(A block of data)
===

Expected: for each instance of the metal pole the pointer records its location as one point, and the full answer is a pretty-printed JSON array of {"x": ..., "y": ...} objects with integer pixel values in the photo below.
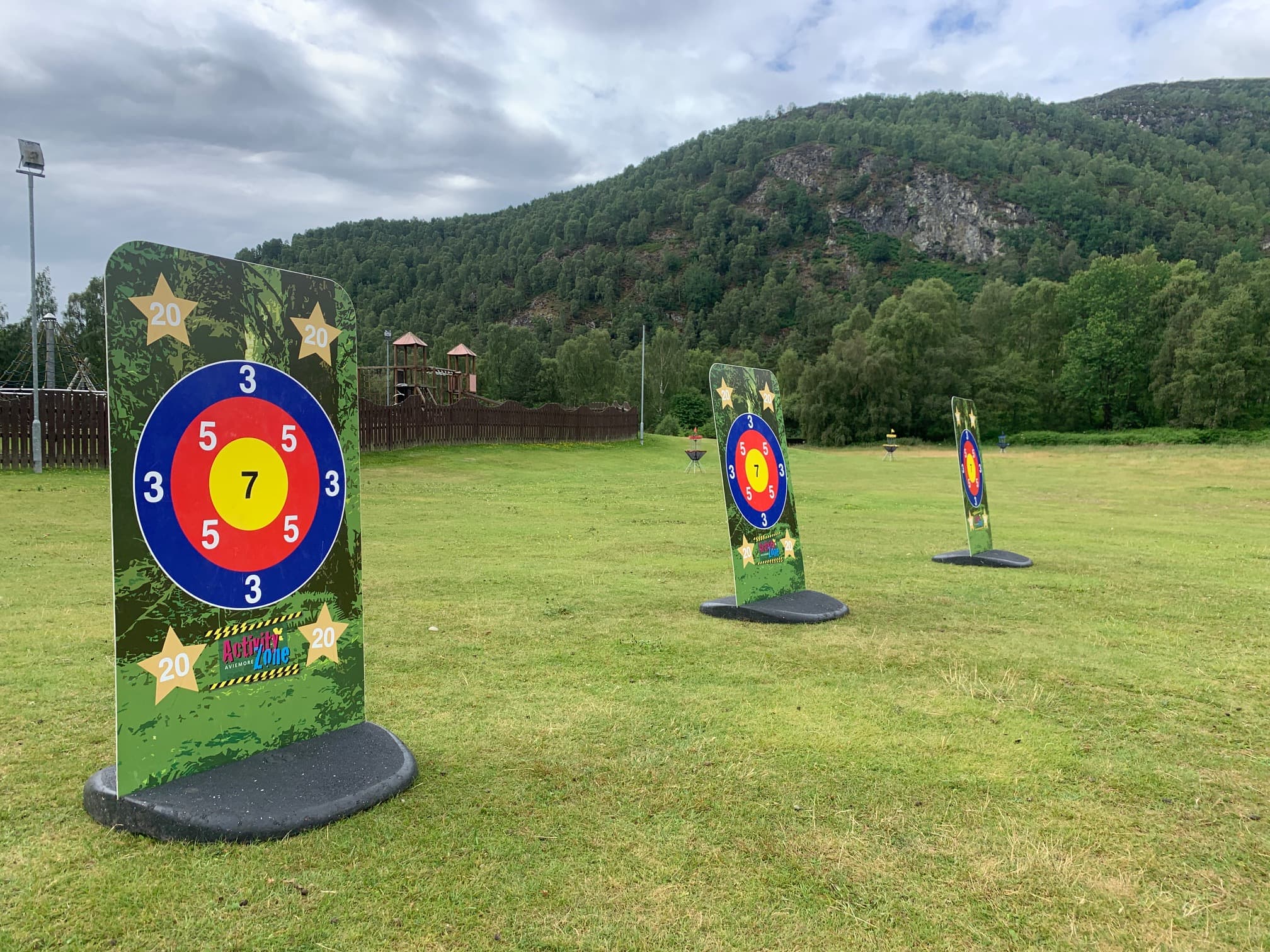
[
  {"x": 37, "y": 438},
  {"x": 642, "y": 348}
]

===

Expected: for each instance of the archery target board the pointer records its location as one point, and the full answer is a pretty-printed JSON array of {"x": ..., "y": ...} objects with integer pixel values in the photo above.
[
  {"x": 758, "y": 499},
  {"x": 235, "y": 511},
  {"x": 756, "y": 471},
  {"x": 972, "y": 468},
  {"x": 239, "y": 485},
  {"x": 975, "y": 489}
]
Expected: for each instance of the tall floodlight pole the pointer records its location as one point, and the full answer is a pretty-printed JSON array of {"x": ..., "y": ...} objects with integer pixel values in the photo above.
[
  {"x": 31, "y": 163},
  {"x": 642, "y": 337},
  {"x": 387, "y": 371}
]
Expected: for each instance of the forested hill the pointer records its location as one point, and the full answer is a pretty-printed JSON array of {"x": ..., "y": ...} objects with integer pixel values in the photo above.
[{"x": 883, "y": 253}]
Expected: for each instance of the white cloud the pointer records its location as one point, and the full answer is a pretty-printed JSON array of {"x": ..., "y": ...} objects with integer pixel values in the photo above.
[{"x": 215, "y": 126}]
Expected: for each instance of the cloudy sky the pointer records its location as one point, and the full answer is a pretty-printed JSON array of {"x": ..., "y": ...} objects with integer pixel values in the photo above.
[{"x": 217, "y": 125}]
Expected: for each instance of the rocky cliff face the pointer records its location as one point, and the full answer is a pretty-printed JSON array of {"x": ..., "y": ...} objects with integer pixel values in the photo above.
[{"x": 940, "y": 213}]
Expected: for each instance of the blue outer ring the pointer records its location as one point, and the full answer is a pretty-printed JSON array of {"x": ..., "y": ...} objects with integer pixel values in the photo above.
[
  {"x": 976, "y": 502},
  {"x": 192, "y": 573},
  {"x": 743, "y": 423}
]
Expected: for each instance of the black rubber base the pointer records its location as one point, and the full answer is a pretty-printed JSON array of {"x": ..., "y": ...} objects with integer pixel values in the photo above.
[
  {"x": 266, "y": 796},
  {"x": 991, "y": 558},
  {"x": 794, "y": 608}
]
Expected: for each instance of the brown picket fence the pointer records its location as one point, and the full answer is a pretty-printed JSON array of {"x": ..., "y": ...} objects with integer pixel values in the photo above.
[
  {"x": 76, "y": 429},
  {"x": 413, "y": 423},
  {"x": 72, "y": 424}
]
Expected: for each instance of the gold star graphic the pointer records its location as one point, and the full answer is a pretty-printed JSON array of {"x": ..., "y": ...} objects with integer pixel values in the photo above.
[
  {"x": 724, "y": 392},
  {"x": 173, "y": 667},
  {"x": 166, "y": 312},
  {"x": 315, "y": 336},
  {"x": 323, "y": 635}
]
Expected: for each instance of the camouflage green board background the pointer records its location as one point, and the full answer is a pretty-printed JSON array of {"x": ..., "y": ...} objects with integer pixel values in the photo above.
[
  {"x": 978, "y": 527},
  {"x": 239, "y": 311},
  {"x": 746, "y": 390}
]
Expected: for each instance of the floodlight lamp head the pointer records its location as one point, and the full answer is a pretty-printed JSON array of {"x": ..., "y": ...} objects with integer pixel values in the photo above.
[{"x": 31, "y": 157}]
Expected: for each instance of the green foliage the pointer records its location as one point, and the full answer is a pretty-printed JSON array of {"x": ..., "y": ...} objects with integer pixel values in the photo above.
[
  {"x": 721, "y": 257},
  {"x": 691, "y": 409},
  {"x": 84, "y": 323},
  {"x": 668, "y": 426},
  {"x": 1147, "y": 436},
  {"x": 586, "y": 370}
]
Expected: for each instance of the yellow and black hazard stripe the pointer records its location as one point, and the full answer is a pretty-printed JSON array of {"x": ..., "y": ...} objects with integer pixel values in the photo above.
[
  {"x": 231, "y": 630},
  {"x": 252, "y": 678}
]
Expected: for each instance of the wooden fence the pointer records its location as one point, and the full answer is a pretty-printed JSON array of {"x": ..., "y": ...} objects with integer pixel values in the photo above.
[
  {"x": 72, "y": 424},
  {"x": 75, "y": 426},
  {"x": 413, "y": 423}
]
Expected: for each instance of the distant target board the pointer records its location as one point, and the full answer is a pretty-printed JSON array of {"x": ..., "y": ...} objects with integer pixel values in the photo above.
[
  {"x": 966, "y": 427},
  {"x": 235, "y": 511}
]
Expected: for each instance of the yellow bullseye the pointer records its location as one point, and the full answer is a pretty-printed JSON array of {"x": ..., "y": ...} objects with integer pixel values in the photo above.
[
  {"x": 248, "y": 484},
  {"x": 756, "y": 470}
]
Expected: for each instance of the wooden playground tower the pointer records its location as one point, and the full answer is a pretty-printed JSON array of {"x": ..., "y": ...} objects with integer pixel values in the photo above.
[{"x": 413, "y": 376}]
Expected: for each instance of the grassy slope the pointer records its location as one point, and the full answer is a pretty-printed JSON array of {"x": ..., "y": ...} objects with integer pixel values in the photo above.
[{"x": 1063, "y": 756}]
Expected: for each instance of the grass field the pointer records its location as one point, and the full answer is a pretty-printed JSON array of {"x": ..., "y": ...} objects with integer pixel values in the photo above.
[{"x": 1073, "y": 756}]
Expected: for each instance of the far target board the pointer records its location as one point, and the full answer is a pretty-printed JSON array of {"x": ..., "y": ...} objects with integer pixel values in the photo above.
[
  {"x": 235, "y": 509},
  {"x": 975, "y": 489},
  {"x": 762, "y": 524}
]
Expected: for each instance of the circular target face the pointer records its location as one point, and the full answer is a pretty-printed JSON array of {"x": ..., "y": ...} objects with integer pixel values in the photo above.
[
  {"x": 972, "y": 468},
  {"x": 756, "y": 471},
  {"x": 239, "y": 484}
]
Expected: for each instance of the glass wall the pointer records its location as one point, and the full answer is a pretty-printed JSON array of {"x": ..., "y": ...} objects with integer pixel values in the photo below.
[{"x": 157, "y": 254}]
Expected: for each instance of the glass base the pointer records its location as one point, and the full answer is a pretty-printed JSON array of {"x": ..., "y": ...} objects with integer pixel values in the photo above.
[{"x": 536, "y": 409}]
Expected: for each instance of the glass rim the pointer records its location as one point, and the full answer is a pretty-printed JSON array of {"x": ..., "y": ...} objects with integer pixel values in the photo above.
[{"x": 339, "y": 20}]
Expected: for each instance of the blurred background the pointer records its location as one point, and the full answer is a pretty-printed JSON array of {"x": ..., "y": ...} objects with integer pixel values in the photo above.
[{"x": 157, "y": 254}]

===

● **AIM OF THE TASK**
How many lines of the material above contain the word "yellow"? Give only the number.

● **RESULT OF THIS TASK**
2